— BEGIN —

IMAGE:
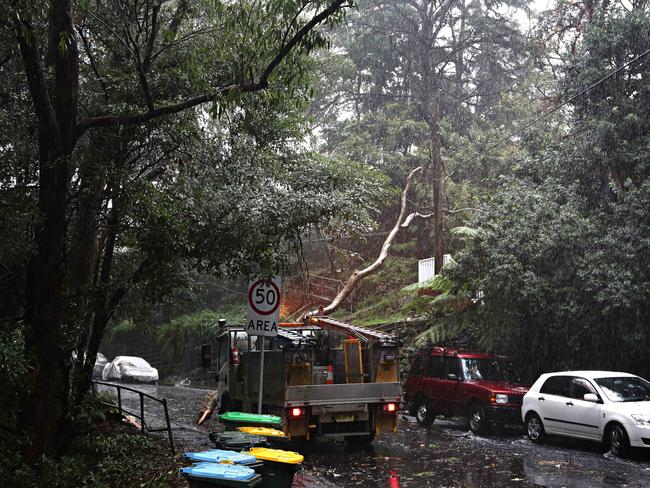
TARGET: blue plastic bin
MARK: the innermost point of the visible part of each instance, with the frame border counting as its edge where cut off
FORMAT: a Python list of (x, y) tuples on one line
[(215, 475), (221, 455)]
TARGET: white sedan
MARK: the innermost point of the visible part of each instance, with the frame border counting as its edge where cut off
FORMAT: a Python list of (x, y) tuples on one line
[(130, 368), (602, 406)]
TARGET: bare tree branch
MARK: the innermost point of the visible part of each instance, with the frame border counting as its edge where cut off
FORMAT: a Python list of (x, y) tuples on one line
[(359, 275)]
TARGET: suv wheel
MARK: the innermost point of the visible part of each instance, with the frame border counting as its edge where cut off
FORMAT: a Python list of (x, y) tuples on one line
[(477, 422), (423, 414), (619, 443), (534, 428)]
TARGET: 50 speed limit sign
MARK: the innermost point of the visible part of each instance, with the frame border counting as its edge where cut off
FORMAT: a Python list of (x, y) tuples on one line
[(263, 307)]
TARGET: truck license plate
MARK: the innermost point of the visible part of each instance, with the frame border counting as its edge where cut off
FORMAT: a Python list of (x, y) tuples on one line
[(344, 418)]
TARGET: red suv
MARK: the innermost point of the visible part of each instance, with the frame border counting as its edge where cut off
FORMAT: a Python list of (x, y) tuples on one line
[(450, 382)]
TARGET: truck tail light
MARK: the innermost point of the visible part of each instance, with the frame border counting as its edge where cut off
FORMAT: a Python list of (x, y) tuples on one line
[(296, 412), (390, 407)]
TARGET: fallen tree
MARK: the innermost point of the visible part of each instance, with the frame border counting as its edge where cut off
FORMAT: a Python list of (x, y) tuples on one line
[(402, 222)]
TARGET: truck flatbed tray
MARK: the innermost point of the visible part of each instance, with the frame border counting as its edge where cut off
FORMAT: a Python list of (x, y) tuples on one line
[(343, 393)]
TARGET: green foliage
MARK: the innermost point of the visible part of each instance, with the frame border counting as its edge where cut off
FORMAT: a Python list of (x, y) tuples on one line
[(100, 458), (172, 337), (13, 369)]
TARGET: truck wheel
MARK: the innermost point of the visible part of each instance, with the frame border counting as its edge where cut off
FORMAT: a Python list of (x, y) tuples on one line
[(423, 414), (477, 421)]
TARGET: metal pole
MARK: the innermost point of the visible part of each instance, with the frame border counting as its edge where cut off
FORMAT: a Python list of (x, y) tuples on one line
[(259, 398), (169, 428), (141, 412)]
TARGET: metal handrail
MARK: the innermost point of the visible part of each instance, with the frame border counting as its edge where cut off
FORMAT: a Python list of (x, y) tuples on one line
[(143, 425)]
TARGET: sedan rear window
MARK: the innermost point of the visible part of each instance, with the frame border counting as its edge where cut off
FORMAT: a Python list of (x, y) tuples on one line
[(625, 388), (557, 385)]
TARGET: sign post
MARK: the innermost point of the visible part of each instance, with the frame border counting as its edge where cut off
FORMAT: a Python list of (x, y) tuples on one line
[(262, 317)]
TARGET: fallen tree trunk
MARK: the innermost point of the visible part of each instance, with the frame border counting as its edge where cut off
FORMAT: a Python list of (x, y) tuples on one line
[(353, 281)]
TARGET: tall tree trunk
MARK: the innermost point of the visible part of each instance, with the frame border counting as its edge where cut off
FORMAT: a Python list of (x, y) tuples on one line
[(44, 413), (436, 170)]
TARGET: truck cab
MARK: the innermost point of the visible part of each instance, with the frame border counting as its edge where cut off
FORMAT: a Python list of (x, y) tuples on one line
[(323, 377)]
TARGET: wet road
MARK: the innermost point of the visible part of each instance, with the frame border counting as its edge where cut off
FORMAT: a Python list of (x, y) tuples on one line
[(446, 455)]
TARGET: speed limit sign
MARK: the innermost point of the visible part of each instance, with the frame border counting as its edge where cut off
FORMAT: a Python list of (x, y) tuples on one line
[(263, 307)]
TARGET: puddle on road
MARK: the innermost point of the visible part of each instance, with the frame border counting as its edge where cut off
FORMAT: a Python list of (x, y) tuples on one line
[(446, 455)]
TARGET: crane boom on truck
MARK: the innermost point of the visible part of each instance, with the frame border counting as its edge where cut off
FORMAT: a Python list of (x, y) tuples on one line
[(324, 377)]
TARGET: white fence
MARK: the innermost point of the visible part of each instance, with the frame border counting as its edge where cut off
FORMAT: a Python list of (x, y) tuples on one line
[(426, 267)]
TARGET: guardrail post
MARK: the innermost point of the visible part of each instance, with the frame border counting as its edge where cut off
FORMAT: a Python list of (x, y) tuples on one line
[(141, 412), (169, 427)]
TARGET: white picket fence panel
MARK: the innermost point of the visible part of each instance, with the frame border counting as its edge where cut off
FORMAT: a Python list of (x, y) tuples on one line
[(426, 267)]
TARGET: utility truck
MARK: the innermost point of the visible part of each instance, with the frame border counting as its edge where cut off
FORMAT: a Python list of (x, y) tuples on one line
[(323, 377)]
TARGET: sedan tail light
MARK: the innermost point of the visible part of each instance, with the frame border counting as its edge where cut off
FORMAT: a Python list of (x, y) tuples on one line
[(390, 407), (296, 412)]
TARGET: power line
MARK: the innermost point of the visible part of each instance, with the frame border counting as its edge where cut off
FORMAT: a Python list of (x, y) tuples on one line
[(558, 107)]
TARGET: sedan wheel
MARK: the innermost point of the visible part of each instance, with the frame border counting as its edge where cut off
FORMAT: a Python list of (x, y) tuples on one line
[(619, 443), (534, 428)]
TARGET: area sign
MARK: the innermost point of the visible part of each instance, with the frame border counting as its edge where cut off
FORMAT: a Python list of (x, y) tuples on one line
[(263, 307)]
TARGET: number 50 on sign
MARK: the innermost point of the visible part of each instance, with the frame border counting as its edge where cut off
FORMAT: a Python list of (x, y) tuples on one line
[(263, 307)]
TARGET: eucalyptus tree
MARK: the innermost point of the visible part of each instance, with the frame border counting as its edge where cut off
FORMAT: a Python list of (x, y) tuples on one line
[(410, 66), (111, 167), (561, 254)]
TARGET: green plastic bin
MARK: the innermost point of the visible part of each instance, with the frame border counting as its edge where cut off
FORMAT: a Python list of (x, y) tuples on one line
[(232, 420)]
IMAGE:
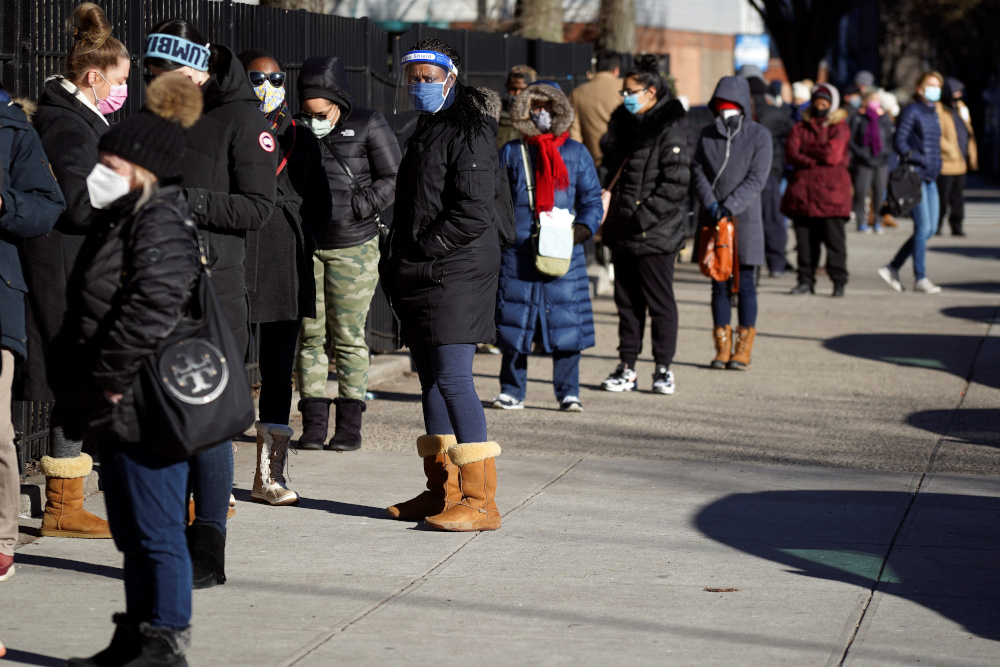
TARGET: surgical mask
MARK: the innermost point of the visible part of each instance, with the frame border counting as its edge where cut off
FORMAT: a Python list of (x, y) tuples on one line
[(106, 186), (542, 120)]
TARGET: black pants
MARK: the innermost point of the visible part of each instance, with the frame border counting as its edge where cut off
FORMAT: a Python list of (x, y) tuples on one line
[(811, 234), (951, 190), (277, 357), (643, 283)]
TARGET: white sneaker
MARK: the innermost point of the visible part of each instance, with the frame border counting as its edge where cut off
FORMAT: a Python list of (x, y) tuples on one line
[(891, 276), (926, 286), (507, 402)]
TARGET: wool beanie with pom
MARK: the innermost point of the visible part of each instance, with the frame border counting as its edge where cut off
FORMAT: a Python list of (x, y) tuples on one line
[(154, 138)]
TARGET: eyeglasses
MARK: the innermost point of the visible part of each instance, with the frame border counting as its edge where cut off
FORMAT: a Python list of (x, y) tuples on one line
[(277, 79)]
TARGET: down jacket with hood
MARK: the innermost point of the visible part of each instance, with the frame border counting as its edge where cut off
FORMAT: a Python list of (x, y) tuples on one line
[(442, 261), (366, 143), (559, 308), (731, 166)]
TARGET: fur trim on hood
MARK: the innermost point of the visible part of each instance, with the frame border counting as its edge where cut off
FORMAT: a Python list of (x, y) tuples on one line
[(562, 110)]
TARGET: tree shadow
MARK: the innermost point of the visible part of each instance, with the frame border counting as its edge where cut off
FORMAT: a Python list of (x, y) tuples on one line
[(844, 536)]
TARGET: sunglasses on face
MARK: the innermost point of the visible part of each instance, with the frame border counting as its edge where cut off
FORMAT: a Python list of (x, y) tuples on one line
[(277, 79)]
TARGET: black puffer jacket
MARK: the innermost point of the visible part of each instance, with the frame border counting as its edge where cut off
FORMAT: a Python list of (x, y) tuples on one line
[(441, 269), (647, 208), (367, 144), (229, 175), (129, 289)]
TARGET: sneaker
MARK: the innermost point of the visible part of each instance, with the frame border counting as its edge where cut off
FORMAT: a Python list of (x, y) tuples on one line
[(623, 379), (507, 402), (891, 276), (663, 381), (571, 404), (926, 286)]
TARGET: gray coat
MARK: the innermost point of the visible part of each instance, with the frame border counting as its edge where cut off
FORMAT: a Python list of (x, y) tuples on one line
[(736, 158)]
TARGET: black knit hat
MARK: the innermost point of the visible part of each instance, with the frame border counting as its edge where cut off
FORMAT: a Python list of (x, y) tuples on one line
[(154, 137)]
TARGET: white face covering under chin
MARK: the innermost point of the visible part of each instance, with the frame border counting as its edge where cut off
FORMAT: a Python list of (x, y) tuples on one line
[(106, 186)]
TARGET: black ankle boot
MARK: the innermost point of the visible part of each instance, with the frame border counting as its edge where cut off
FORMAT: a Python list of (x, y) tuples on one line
[(347, 437), (315, 422)]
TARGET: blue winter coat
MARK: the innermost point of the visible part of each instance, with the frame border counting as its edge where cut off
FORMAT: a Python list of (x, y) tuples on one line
[(557, 307), (32, 202)]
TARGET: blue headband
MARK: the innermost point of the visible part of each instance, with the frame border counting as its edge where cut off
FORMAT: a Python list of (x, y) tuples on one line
[(432, 57), (178, 50)]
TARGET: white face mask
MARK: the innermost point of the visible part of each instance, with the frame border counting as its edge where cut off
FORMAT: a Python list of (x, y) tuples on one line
[(106, 186)]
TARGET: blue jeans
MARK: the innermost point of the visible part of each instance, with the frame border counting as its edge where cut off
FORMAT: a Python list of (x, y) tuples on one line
[(147, 514), (448, 392), (925, 220), (565, 374)]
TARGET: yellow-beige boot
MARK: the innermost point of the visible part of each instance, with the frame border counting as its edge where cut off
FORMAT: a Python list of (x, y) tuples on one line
[(64, 514), (269, 478), (443, 489), (477, 509)]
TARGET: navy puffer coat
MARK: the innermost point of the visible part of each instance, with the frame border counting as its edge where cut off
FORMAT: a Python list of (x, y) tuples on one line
[(559, 308)]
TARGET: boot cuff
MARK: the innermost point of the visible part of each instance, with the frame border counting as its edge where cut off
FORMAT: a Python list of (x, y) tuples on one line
[(473, 452), (178, 639), (78, 466), (434, 445)]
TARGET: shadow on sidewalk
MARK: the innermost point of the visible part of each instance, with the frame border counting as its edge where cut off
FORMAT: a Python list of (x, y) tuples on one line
[(944, 558)]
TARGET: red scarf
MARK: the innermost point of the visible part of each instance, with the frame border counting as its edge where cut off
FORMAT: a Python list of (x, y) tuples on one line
[(550, 170)]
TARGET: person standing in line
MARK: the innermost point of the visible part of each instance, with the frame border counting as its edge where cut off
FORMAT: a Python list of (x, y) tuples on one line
[(918, 141), (730, 168), (959, 154), (279, 269), (646, 148), (440, 274), (360, 157), (555, 313), (70, 121), (30, 204), (818, 198), (228, 173)]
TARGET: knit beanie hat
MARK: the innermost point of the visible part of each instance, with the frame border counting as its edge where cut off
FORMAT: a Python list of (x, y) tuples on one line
[(154, 137)]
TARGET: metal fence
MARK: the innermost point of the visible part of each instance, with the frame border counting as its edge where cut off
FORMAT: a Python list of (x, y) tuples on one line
[(35, 38)]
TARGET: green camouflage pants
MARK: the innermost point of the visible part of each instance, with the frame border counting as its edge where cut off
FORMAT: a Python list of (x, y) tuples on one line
[(345, 284)]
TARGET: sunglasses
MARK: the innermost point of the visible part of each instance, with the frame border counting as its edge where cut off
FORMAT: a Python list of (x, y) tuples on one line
[(277, 79)]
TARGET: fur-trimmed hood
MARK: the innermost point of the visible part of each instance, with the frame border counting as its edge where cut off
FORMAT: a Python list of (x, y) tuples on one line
[(562, 110)]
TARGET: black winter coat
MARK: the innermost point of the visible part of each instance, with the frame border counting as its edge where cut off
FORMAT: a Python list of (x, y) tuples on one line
[(367, 144), (129, 289), (70, 132), (229, 176), (443, 261), (647, 204), (279, 263)]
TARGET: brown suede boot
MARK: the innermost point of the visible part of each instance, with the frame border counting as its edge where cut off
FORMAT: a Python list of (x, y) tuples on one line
[(723, 346), (443, 489), (744, 345), (478, 476), (64, 514)]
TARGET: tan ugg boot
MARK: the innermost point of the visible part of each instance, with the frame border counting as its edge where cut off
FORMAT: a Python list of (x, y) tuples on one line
[(744, 345), (477, 509), (64, 514), (723, 346), (269, 477), (443, 489)]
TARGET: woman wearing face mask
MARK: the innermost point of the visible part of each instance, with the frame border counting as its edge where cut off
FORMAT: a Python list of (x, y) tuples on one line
[(131, 284), (918, 141), (647, 157), (360, 158), (229, 174), (555, 312), (279, 268), (440, 273), (730, 169), (70, 121), (818, 198)]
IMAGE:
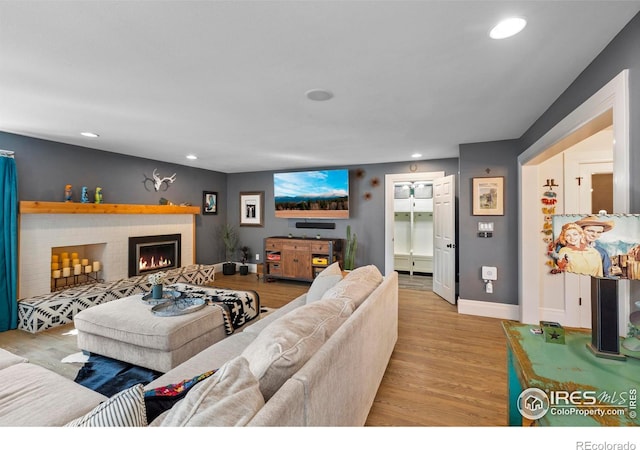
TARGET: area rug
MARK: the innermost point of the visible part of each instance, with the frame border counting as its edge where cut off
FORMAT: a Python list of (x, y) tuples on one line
[(79, 357), (110, 376)]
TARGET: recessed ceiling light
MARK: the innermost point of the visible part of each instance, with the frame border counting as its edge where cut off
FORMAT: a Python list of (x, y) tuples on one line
[(319, 95), (508, 28)]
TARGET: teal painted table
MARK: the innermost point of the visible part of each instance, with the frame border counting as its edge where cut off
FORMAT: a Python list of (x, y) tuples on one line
[(582, 390)]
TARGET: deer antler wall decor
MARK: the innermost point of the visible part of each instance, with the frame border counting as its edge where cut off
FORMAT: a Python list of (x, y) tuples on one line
[(157, 181)]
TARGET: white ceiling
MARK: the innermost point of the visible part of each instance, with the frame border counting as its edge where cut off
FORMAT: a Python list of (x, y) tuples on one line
[(226, 80)]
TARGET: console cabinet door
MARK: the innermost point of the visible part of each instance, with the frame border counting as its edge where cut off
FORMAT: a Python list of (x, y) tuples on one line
[(296, 261)]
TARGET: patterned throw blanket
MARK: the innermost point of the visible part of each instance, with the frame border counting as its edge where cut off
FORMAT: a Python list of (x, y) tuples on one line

— END —

## Problem details:
Lay out the stretch from the line containing "TARGET: metal pole" through the line containing "[(259, 398), (169, 428), (141, 412)]" as a Markdown table with two columns, Row and Line, giving each line a row number and omitting blank lines.

## Task result:
| Row | Line |
|---|---|
| 1 | TARGET: metal pole |
| 2 | MARK: the innermost point of the visible part of each instance, with the frame border counting as its edge where cut off |
| 3 | FORMAT: a Python list of (x, y) tuples on one line |
| 4 | [(259, 398), (169, 428), (141, 412)] |